[STATED TASK] Format the data below as a numbered list with one line per item, omitting blank lines and leaving out the pictures.

● ● ● ● ● ● ●

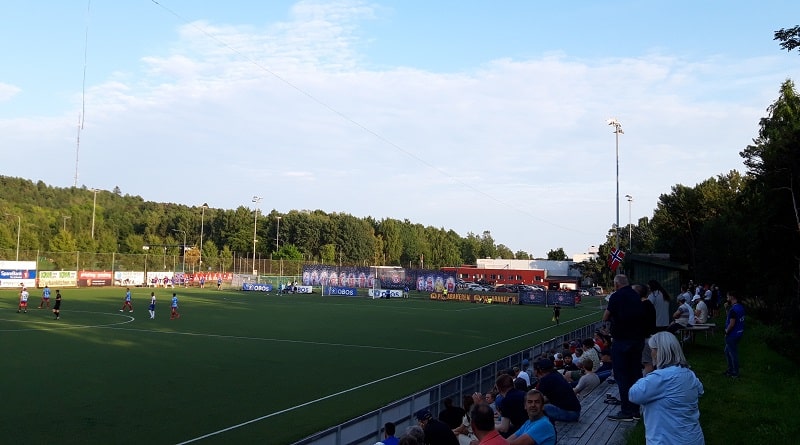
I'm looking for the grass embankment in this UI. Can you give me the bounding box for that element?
[627,315,800,445]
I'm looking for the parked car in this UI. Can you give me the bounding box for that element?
[466,283,486,292]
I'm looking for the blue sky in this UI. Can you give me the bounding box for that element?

● ● ● ● ● ● ●

[RESPONSE FOR THIS EXERCISE]
1. I'm looking for the grass embankment in this UI. Can you give me the bounding box for that element?
2. [627,315,800,445]
3. I'm looking for the parked car in this UI. Can you give me the bounding box for that element?
4. [466,283,486,292]
5. I'm looking for the blue sky in this UI. Can you give me the bounding box for that element?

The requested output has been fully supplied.